**EXERCISE DIRECTIONS:** Quote every line of the material beneath this one.

**DATA PROVIDED:**
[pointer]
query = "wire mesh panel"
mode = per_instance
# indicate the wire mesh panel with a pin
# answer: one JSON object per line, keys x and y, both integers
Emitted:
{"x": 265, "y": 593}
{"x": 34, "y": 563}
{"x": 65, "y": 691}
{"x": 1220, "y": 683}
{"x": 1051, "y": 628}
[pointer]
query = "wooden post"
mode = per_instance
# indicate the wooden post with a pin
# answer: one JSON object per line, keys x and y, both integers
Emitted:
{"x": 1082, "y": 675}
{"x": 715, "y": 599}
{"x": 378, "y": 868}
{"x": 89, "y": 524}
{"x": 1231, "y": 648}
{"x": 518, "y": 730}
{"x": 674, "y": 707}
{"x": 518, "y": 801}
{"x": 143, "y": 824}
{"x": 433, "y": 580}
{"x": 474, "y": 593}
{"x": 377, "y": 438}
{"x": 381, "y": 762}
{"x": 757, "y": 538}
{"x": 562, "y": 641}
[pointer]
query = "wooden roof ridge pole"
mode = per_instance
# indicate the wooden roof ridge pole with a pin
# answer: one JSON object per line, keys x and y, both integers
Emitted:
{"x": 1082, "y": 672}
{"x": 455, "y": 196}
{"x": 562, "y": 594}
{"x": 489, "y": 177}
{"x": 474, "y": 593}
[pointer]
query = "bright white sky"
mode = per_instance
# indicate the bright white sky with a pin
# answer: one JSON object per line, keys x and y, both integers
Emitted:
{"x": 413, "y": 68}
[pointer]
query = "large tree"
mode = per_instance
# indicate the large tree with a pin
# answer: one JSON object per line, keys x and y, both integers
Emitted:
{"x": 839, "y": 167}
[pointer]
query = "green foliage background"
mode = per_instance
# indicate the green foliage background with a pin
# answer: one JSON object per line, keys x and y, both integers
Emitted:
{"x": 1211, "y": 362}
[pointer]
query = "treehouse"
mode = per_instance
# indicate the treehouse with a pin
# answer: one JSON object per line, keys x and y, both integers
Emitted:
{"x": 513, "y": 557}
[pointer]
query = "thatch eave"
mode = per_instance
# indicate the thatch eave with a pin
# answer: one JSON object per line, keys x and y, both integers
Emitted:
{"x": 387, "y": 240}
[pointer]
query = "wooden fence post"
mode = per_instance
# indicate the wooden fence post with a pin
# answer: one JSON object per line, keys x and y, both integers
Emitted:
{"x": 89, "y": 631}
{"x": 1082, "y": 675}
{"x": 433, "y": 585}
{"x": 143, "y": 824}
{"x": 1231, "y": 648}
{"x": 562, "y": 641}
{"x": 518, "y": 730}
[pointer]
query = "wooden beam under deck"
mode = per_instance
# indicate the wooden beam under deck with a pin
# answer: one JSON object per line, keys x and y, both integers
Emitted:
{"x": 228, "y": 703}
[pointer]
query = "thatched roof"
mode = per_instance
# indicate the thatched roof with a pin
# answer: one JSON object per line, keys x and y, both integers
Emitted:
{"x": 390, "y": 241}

**OUTPUT OF THE TASK:**
[pointer]
query = "wire mesh panel"
mode = per_instance
# indicate the wire mesh panel with a pin
# answer: one JSON object per line, keys x and y, both integers
Emitted:
{"x": 265, "y": 593}
{"x": 34, "y": 563}
{"x": 65, "y": 691}
{"x": 1220, "y": 683}
{"x": 1051, "y": 628}
[pointer]
query = "wooden post"
mode = per_instance
# indicate the wooden post with a pin
# answer: one JSON object per line, keys x and y, both integers
Emitted:
{"x": 1082, "y": 675}
{"x": 715, "y": 599}
{"x": 378, "y": 868}
{"x": 89, "y": 524}
{"x": 1231, "y": 648}
{"x": 518, "y": 730}
{"x": 674, "y": 707}
{"x": 518, "y": 801}
{"x": 143, "y": 824}
{"x": 433, "y": 580}
{"x": 474, "y": 593}
{"x": 377, "y": 438}
{"x": 381, "y": 762}
{"x": 757, "y": 538}
{"x": 562, "y": 641}
[pointer]
query = "wooden roof ridge pole"
mode = per_instance
# indicate the wooden roof ridge pole with a pin
# answer: one JSON object per line, keys x and y, both integers
Emitted:
{"x": 1082, "y": 672}
{"x": 455, "y": 196}
{"x": 562, "y": 594}
{"x": 489, "y": 177}
{"x": 474, "y": 593}
[pointer]
query = "bright white sky"
mode = per_instance
# indicate the bright white sky with a pin
# answer: one JSON object per line, keys x and y, both integers
Emitted:
{"x": 413, "y": 68}
[pointer]
query = "large tree"
mode = per_instance
# indicate the large tree with a pin
# answer: one JSON object per line, keys x and y, both integers
Emitted:
{"x": 839, "y": 167}
[pointer]
query = "green foliage background"
mode = per_instance
# indicate the green foliage background with a pin
# answer: one JSON object per line, keys x and y, both integers
Emitted:
{"x": 1211, "y": 362}
[pointer]
query = "treehouse"
mode = per_instance
# indicate the treehouse with a pin
# answer: one JSON object per line, keys x and y, both integers
Emitted:
{"x": 513, "y": 557}
[pointer]
query = "thatch eave"
mode = per_instance
# indicate the thatch eave with a pin
# answer: one JSON object per line, keys x and y, both integers
Emitted:
{"x": 387, "y": 240}
[pointer]
query = "wooden fence post"
mode = per_instance
# indicate the wooden fence post with a pin
# answer: one JSON object per line, keys x and y, both integers
Emitted:
{"x": 89, "y": 631}
{"x": 1082, "y": 675}
{"x": 433, "y": 585}
{"x": 143, "y": 824}
{"x": 1231, "y": 648}
{"x": 562, "y": 641}
{"x": 518, "y": 730}
[pointer]
query = "wooden beam under deck"
mode = per_instance
# indicate the wooden beam under deck with a pin
# answer: one JSON object per line, keys x and y, both integers
Emitted:
{"x": 228, "y": 703}
[pointer]
query = "thatched roof"
mode = per_instance
# indicate the thatched roof with a pin
# answer: one JSON object per line, keys x and y, both integers
Emitted:
{"x": 390, "y": 241}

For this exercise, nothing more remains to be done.